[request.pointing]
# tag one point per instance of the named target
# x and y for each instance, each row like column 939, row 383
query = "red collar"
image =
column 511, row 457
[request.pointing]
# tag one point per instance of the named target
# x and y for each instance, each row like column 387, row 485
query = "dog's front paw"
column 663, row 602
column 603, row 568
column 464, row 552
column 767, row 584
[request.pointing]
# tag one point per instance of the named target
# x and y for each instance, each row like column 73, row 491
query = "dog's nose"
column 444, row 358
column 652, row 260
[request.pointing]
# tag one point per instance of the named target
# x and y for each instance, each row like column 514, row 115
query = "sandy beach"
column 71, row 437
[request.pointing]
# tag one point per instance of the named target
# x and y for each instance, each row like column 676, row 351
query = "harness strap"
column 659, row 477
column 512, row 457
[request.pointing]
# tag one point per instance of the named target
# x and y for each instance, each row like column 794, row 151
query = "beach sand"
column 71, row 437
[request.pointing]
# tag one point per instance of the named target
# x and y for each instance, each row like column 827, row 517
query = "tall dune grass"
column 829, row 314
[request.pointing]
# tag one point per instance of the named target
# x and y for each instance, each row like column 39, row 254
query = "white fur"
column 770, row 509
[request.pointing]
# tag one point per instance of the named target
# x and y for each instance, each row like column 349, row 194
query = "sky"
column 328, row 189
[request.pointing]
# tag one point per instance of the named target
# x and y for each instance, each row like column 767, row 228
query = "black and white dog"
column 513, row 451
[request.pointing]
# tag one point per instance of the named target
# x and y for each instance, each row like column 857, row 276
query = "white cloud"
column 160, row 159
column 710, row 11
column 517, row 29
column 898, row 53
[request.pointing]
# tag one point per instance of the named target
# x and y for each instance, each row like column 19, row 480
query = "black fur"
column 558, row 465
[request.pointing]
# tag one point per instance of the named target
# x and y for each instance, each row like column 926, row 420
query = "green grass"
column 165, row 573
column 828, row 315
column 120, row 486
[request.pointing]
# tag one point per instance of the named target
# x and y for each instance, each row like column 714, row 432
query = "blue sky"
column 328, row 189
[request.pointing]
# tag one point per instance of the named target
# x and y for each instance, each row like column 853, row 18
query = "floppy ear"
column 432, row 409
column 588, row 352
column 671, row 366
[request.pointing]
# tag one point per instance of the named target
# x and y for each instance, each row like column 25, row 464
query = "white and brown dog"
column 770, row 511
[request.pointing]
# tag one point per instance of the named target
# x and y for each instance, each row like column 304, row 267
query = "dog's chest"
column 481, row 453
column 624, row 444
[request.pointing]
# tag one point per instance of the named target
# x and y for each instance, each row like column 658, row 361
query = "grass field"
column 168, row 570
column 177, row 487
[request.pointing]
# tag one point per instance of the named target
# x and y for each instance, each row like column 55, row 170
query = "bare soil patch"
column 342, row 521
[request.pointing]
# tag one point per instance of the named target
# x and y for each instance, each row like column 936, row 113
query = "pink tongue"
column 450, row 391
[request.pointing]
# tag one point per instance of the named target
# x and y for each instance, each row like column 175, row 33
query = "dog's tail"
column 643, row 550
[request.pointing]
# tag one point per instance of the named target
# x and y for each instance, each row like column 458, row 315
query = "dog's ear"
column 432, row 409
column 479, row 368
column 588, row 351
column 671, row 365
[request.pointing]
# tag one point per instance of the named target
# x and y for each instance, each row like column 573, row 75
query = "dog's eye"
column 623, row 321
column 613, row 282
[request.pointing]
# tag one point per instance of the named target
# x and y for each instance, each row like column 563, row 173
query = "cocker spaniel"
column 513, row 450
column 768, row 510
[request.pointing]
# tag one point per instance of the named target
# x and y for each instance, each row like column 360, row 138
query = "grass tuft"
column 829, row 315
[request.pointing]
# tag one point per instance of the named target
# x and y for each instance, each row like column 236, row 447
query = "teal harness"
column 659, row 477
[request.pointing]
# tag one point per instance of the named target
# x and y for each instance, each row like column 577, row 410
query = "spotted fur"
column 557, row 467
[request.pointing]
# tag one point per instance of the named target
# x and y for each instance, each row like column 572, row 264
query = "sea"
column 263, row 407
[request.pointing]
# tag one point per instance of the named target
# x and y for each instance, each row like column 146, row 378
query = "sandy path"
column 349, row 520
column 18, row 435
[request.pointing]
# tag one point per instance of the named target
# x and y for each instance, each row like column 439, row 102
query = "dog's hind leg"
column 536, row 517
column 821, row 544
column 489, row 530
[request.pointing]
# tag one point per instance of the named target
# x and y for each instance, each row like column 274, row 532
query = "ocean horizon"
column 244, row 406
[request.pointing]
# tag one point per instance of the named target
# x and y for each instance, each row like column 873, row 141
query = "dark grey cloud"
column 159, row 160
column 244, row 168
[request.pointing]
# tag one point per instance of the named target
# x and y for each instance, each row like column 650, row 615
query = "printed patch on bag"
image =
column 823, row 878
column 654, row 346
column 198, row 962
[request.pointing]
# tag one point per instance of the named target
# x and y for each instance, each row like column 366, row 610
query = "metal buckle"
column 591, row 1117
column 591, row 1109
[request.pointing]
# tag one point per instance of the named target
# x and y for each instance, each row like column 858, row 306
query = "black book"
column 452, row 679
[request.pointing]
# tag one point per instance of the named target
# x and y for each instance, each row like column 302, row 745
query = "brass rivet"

○ ○ ○ ○ ○ ○ ○

→ STATED EXERCISE:
Can you format every line of the material above as a Markdown table with a Row column holding a running number and a Line column holding that line's text, skipping any blank lines?

→ OUTPUT OF THE TASK:
| Row | Line |
|---|---|
| 1 | [request.pointing] |
| 2 | # tag one point per instance of the named target |
| 3 | # x and y for each instance, each row like column 939, row 383 |
| 4 | query = "red collar" |
| 5 | image = |
| 6 | column 511, row 457 |
| 7 | [request.pointing] |
| 8 | # tag one point per instance of the named target |
| 9 | # x and y for each instance, each row like column 387, row 485 |
| 10 | query = "dog's front paw" |
| 11 | column 663, row 602 |
| 12 | column 603, row 568 |
| 13 | column 464, row 552 |
| 14 | column 767, row 584 |
| 15 | [request.pointing] |
| 16 | # tag one point per instance of the named target |
| 17 | # x and y for each instance, each row like column 73, row 491 |
| 18 | query = "dog's nose" |
| 19 | column 444, row 358 |
| 20 | column 652, row 260 |
| 21 | [request.pointing] |
| 22 | # tag one point per instance of the named target |
| 23 | # x and y for each instance, each row like column 514, row 115 |
| 24 | query = "sandy beach" |
| 25 | column 71, row 437 |
| 26 | [request.pointing] |
| 27 | # tag one point per instance of the named target |
| 28 | # x and y for each instance, each row like column 676, row 351 |
| 29 | query = "harness strap" |
| 30 | column 659, row 477 |
| 31 | column 512, row 457 |
| 32 | [request.pointing] |
| 33 | # tag one point per instance of the named target |
| 34 | # x and y for each instance, each row like column 794, row 151 |
| 35 | query = "beach sand" |
| 36 | column 71, row 437 |
| 37 | [request.pointing] |
| 38 | # tag one point per instance of the named target |
| 39 | # x and y for each instance, each row like column 827, row 517 |
| 40 | query = "tall dune grass" |
| 41 | column 829, row 314 |
| 42 | [request.pointing] |
| 43 | # tag one point per instance of the named target |
| 44 | # x and y for each instance, each row like column 39, row 254 |
| 45 | query = "white fur" |
| 46 | column 770, row 509 |
| 47 | [request.pointing] |
| 48 | # tag one point per instance of the named target |
| 49 | # x and y for each instance, each row like column 349, row 194 |
| 50 | query = "sky" |
| 51 | column 328, row 189 |
| 52 | [request.pointing] |
| 53 | # tag one point per instance of the named target |
| 54 | # x and y for each instance, each row like column 767, row 228 |
| 55 | query = "black and white dog" |
| 56 | column 513, row 451 |
| 57 | [request.pointing] |
| 58 | # tag one point per instance of the named target |
| 59 | # x and y for each instance, each row like column 857, row 276 |
| 60 | query = "white cloud" |
| 61 | column 160, row 159 |
| 62 | column 710, row 11 |
| 63 | column 517, row 29 |
| 64 | column 898, row 53 |
| 65 | [request.pointing] |
| 66 | # tag one point per instance of the named target |
| 67 | # x and y for each instance, each row like column 19, row 480 |
| 68 | query = "black fur" |
| 69 | column 558, row 465 |
| 70 | [request.pointing] |
| 71 | # tag one point per instance of the named target |
| 72 | # x and y for each instance, each row like column 926, row 420 |
| 73 | query = "green grass" |
| 74 | column 165, row 573 |
| 75 | column 828, row 315 |
| 76 | column 120, row 486 |
| 77 | [request.pointing] |
| 78 | # tag one point per instance of the named target |
| 79 | # x and y for each instance, each row like column 714, row 432 |
| 80 | query = "blue sky" |
| 81 | column 328, row 189 |
| 82 | [request.pointing] |
| 83 | # tag one point per instance of the named target |
| 84 | # x and y for each instance, each row like column 853, row 18 |
| 85 | query = "floppy ear" |
| 86 | column 432, row 409 |
| 87 | column 588, row 352 |
| 88 | column 671, row 366 |
| 89 | [request.pointing] |
| 90 | # tag one point per instance of the named target |
| 91 | # x and y for each instance, each row like column 25, row 464 |
| 92 | query = "white and brown dog" |
| 93 | column 770, row 511 |
| 94 | [request.pointing] |
| 95 | # tag one point per instance of the named target |
| 96 | # x and y for each instance, each row like column 304, row 267 |
| 97 | query = "dog's chest" |
| 98 | column 481, row 453 |
| 99 | column 624, row 444 |
| 100 | [request.pointing] |
| 101 | # tag one point per instance of the named target |
| 102 | # x and y for each instance, each row like column 658, row 361 |
| 103 | query = "grass field" |
| 104 | column 168, row 570 |
| 105 | column 177, row 487 |
| 106 | [request.pointing] |
| 107 | # tag one point per instance of the named target |
| 108 | # x and y for each instance, each row like column 55, row 170 |
| 109 | query = "bare soil patch" |
| 110 | column 342, row 521 |
| 111 | [request.pointing] |
| 112 | # tag one point per instance of the named target |
| 113 | # x and y for each instance, each row like column 936, row 113 |
| 114 | query = "pink tongue" |
| 115 | column 450, row 391 |
| 116 | [request.pointing] |
| 117 | # tag one point per instance of the named target |
| 118 | # x and y for each instance, each row like column 175, row 33 |
| 119 | query = "dog's tail" |
| 120 | column 643, row 550 |
| 121 | [request.pointing] |
| 122 | # tag one point per instance of the named target |
| 123 | # x and y for each instance, each row like column 458, row 315 |
| 124 | query = "dog's ear" |
| 125 | column 432, row 409 |
| 126 | column 479, row 368 |
| 127 | column 588, row 351 |
| 128 | column 671, row 365 |
| 129 | [request.pointing] |
| 130 | # tag one point per instance of the named target |
| 131 | # x and y for each instance, each row like column 573, row 75 |
| 132 | query = "dog's eye" |
| 133 | column 623, row 321 |
| 134 | column 613, row 282 |
| 135 | [request.pointing] |
| 136 | # tag one point per instance of the named target |
| 137 | # x and y for each instance, each row like column 563, row 173 |
| 138 | query = "cocker spaniel" |
| 139 | column 513, row 450 |
| 140 | column 768, row 510 |
| 141 | [request.pointing] |
| 142 | # tag one point per instance of the named target |
| 143 | # x and y for each instance, each row like column 360, row 138 |
| 144 | query = "grass tuft" |
| 145 | column 829, row 315 |
| 146 | [request.pointing] |
| 147 | # tag one point per instance of the named target |
| 148 | # x and y for each instance, each row like column 236, row 447 |
| 149 | query = "teal harness" |
| 150 | column 659, row 477 |
| 151 | [request.pointing] |
| 152 | # tag one point per instance of the named target |
| 153 | # x and y for each instance, each row like column 577, row 410 |
| 154 | query = "spotted fur" |
| 155 | column 557, row 467 |
| 156 | [request.pointing] |
| 157 | # tag one point per instance of the named target |
| 158 | # x and y for each instance, each row like column 572, row 264 |
| 159 | query = "sea" |
| 160 | column 263, row 407 |
| 161 | [request.pointing] |
| 162 | # tag one point per instance of the named target |
| 163 | # x and y for each instance, each row like column 146, row 378 |
| 164 | query = "sandy path" |
| 165 | column 349, row 520 |
| 166 | column 18, row 435 |
| 167 | [request.pointing] |
| 168 | # tag one point per instance of the named target |
| 169 | # x and y for each instance, each row like column 439, row 102 |
| 170 | query = "dog's hind leg" |
| 171 | column 536, row 517 |
| 172 | column 821, row 544 |
| 173 | column 489, row 530 |
| 174 | [request.pointing] |
| 175 | # tag one point per instance of the named target |
| 176 | # x and y for each instance, each row like column 274, row 532 |
| 177 | query = "ocean horizon" |
| 178 | column 244, row 406 |
| 179 | [request.pointing] |
| 180 | # tag one point per instance of the named target |
| 181 | # x and y for each instance, each row like column 873, row 141 |
| 182 | query = "dark grey cloud" |
| 183 | column 159, row 160 |
| 184 | column 244, row 168 |
| 185 | [request.pointing] |
| 186 | # tag one point per instance of the named target |
| 187 | # x and y for each instance, each row like column 650, row 615 |
| 188 | query = "printed patch on bag" |
| 189 | image = |
| 190 | column 823, row 878 |
| 191 | column 654, row 346 |
| 192 | column 198, row 962 |
| 193 | [request.pointing] |
| 194 | # tag one point per instance of the named target |
| 195 | # x and y for each instance, each row like column 366, row 610 |
| 196 | query = "metal buckle" |
| 197 | column 591, row 1117 |
| 198 | column 591, row 1109 |
| 199 | [request.pointing] |
| 200 | # tag one point per instance of the named target |
| 201 | # x and y for each instance, each row like column 858, row 306 |
| 202 | query = "black book" |
| 203 | column 452, row 679 |
| 204 | [request.pointing] |
| 205 | # tag one point per instance of the named target |
| 206 | # x and y for each instance, each row like column 302, row 745 |
| 207 | query = "brass rivet" |